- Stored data
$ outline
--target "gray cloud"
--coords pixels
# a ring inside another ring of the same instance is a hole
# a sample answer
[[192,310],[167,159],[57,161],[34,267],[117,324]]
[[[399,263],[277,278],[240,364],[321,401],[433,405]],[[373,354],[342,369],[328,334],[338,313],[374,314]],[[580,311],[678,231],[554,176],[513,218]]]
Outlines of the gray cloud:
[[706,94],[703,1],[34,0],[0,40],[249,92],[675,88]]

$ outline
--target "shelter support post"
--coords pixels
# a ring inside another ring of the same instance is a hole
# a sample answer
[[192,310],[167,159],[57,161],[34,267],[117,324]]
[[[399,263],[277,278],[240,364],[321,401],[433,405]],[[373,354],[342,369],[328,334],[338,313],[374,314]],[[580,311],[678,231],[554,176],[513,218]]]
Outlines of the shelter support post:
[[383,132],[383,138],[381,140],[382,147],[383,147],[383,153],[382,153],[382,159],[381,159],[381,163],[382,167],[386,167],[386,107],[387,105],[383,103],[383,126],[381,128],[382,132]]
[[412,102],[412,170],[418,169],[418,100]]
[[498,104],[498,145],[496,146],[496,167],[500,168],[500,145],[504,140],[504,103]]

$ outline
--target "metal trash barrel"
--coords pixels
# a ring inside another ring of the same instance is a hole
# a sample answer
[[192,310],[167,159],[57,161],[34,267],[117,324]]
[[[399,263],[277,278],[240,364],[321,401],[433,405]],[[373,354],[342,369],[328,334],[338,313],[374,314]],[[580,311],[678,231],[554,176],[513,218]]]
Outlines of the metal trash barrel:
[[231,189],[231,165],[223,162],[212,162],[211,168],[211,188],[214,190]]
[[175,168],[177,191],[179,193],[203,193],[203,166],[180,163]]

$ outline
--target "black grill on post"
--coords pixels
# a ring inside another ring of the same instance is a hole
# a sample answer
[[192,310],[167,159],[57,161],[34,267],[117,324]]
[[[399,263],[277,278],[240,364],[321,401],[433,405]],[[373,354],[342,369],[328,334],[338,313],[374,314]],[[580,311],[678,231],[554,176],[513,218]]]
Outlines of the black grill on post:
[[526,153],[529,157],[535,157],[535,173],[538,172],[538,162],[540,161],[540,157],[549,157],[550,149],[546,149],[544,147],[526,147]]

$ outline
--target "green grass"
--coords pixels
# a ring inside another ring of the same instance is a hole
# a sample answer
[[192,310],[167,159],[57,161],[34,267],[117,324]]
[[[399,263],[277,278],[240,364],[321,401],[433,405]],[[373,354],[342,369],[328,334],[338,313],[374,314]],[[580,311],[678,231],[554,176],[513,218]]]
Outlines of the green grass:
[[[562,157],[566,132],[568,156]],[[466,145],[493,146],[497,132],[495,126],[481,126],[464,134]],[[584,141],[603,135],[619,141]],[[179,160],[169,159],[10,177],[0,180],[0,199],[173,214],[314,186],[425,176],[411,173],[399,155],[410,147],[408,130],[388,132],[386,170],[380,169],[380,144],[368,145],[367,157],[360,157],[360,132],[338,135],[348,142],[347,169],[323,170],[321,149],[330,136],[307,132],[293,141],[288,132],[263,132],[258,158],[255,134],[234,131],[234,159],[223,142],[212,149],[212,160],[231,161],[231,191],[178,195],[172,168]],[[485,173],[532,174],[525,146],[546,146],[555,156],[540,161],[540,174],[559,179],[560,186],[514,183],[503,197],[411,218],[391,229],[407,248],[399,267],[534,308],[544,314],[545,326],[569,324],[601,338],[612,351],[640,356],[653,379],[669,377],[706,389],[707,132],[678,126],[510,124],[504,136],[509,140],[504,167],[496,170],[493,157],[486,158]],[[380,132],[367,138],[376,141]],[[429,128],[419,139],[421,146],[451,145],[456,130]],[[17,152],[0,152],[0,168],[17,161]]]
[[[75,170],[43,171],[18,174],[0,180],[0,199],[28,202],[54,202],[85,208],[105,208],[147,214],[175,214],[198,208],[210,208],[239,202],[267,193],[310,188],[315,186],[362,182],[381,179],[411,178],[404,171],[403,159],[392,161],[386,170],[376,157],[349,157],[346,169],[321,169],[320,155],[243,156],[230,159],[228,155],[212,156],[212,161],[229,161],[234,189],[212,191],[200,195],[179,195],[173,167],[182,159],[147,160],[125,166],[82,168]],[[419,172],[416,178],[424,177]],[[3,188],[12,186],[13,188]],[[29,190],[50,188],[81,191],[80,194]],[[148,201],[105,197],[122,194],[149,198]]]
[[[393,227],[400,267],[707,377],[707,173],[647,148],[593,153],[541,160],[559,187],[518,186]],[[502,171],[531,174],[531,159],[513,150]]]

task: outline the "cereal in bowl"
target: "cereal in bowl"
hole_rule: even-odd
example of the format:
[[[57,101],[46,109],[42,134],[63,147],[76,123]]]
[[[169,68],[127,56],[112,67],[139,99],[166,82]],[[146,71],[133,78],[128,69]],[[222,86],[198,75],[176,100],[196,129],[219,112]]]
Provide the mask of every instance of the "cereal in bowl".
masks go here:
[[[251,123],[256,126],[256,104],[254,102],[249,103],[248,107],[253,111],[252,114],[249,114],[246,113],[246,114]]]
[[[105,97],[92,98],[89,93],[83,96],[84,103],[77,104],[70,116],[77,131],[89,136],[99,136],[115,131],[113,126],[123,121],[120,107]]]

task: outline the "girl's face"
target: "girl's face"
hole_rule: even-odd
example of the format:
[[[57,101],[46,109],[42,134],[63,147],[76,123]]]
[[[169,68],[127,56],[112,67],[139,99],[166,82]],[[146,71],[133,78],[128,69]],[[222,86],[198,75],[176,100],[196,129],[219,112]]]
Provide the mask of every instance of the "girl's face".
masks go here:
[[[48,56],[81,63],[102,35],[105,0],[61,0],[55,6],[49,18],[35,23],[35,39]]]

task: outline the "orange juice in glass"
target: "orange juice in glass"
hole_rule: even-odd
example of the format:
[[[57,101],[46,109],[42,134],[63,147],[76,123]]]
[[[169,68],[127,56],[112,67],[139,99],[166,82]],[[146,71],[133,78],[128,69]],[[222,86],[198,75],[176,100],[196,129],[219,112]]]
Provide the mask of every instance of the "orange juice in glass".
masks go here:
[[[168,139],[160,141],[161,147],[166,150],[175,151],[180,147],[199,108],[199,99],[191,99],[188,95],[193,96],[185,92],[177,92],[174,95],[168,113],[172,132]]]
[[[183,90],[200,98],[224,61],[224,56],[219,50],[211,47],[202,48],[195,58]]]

- Task requirements
Reproduce all of the lines above without changing a single character.

- Task output
$ outline
--target "gray cloud"
--coords pixels
# a ring inside another ring of the same instance is a hole
# a sample answer
[[192,310],[167,159],[57,161],[34,267],[117,324]]
[[[399,263],[277,278],[240,364],[321,401],[433,405]],[[373,354],[342,369],[328,334],[338,313],[374,314]],[[580,311],[678,231],[554,176],[513,218]]]
Outlines of the gray cloud:
[[706,94],[703,1],[34,0],[0,40],[249,92],[675,88]]

$ outline
--target "shelter support post"
--coords pixels
# a ring inside another ring of the same instance is a hole
# a sample answer
[[192,310],[167,159],[57,161],[34,267],[117,324]]
[[[399,263],[277,278],[240,364],[321,401],[433,405]],[[373,354],[342,369],[328,334],[338,313],[374,314]],[[580,311],[678,231],[554,176],[513,218]]]
Outlines of the shelter support post:
[[383,132],[383,138],[381,140],[382,147],[383,147],[383,153],[382,153],[382,159],[381,159],[381,163],[382,167],[386,167],[386,107],[387,105],[383,103],[383,126],[381,128],[382,132]]
[[412,102],[412,170],[418,169],[418,100]]
[[498,104],[498,145],[496,146],[496,167],[500,168],[500,145],[504,140],[504,103]]

$ outline
--target "metal trash barrel"
--coords pixels
# a ring inside another ring of the same instance is a hole
# a sample answer
[[192,310],[167,159],[57,161],[34,267],[117,324]]
[[[399,263],[277,278],[240,364],[321,401],[433,405]],[[373,354],[342,369],[328,334],[338,313],[374,314]],[[580,311],[678,231],[554,176],[513,218]]]
Outlines of the metal trash barrel:
[[231,189],[231,165],[223,162],[212,162],[211,168],[211,188],[214,190]]
[[175,168],[177,191],[179,193],[203,193],[203,166],[180,163]]

$ outline
--target "black grill on post"
--coords pixels
# a ring inside another ring of the same instance is a hole
# a sample answer
[[192,310],[167,159],[57,161],[34,267],[117,324]]
[[[399,263],[277,278],[240,364],[321,401],[433,405]],[[373,354],[342,369],[328,334],[338,313],[374,314]],[[580,311],[678,231],[554,176],[513,218]]]
Outlines of the black grill on post:
[[526,153],[529,157],[535,157],[535,173],[538,172],[538,162],[540,161],[540,157],[549,157],[550,149],[546,149],[544,147],[526,147]]

$ outline
--target "green grass"
--coords pixels
# a ring inside another ring of the same instance is a hole
# a sample answer
[[192,310],[167,159],[57,161],[34,267],[117,324]]
[[[399,263],[277,278],[240,364],[321,401],[433,405]],[[373,354],[342,369],[328,334],[338,313],[374,314]],[[580,311],[678,231],[554,176],[513,218]]]
Outlines of the green grass:
[[[562,157],[566,132],[568,156]],[[466,145],[493,146],[497,132],[495,126],[481,126],[464,134]],[[584,141],[603,135],[619,141]],[[179,160],[169,159],[10,177],[0,180],[0,199],[173,214],[314,186],[425,176],[411,173],[399,155],[410,147],[408,130],[388,132],[386,170],[380,169],[380,144],[368,145],[367,157],[360,157],[360,132],[338,135],[348,142],[347,169],[323,170],[321,149],[330,136],[307,132],[293,141],[288,132],[263,132],[258,158],[255,134],[234,131],[234,159],[223,142],[212,149],[212,160],[231,161],[231,191],[178,195],[172,168]],[[485,173],[532,174],[525,146],[546,146],[555,156],[540,161],[540,174],[559,179],[560,186],[514,183],[503,197],[411,218],[391,229],[407,248],[399,267],[534,308],[544,314],[545,326],[569,324],[601,338],[612,351],[640,356],[653,379],[669,377],[706,389],[707,132],[678,126],[510,124],[504,136],[509,140],[504,167],[496,170],[493,157],[486,158]],[[380,132],[367,138],[376,141]],[[429,128],[419,139],[421,146],[451,145],[456,130]],[[17,152],[0,152],[0,168],[17,161]]]
[[[75,170],[43,171],[18,174],[0,180],[0,199],[28,202],[54,202],[85,208],[105,208],[147,214],[175,214],[198,208],[210,208],[239,202],[267,193],[310,188],[315,186],[362,182],[381,179],[411,178],[404,171],[403,159],[392,161],[386,170],[376,157],[349,157],[346,169],[321,169],[320,155],[243,156],[230,159],[228,155],[212,156],[212,161],[229,161],[234,189],[212,191],[200,195],[179,195],[173,167],[182,159],[147,160],[125,166],[82,168]],[[419,172],[416,178],[424,177]],[[3,188],[12,186],[13,188]],[[29,190],[50,188],[81,191],[80,194]],[[148,201],[105,197],[122,194],[149,198]]]
[[[393,227],[400,267],[707,377],[707,173],[647,148],[593,153],[541,160],[559,187],[518,186]],[[502,171],[531,174],[531,159],[513,150]]]

task: outline the "cereal in bowl"
target: "cereal in bowl"
hole_rule: even-odd
example of the format:
[[[57,101],[46,109],[42,134],[63,147],[76,123]]]
[[[169,68],[127,56],[112,67],[139,99],[166,82]],[[146,71],[133,78],[128,69]],[[222,86],[198,75],[176,100],[196,129],[219,112]]]
Provide the mask of every instance of the "cereal in bowl".
masks go here:
[[[251,123],[256,126],[256,104],[254,102],[249,103],[248,107],[253,111],[252,114],[249,114],[246,113],[246,114]]]
[[[105,97],[92,98],[89,93],[83,96],[84,103],[77,104],[70,116],[77,131],[89,136],[99,136],[115,131],[113,126],[123,121],[120,107]]]

task: outline the "girl's face"
target: "girl's face"
hole_rule: even-odd
example of the format:
[[[57,101],[46,109],[42,134],[63,147],[76,123]]]
[[[169,68],[127,56],[112,67],[139,99],[166,82]],[[146,71],[133,78],[128,69]],[[222,86],[198,75],[176,100],[196,129],[219,112]]]
Provide the mask of every instance of the "girl's face".
masks go here:
[[[48,56],[81,63],[102,35],[105,0],[61,0],[55,6],[49,18],[35,23],[35,39]]]

task: outline the "orange juice in glass"
target: "orange juice in glass"
hole_rule: even-odd
example of the format:
[[[57,101],[46,109],[42,134],[63,147],[76,123]]]
[[[169,68],[127,56],[112,67],[139,99],[166,82]],[[146,71],[133,78],[128,69]],[[222,86],[198,75],[176,100],[196,129],[219,112]]]
Provide the mask of every instance of the "orange juice in glass".
masks go here:
[[[168,139],[160,141],[161,147],[166,150],[175,151],[180,147],[199,108],[199,99],[191,99],[188,95],[193,96],[185,92],[177,92],[174,95],[168,113],[172,132]]]
[[[183,90],[200,98],[224,61],[224,56],[219,50],[211,47],[202,48],[195,58]]]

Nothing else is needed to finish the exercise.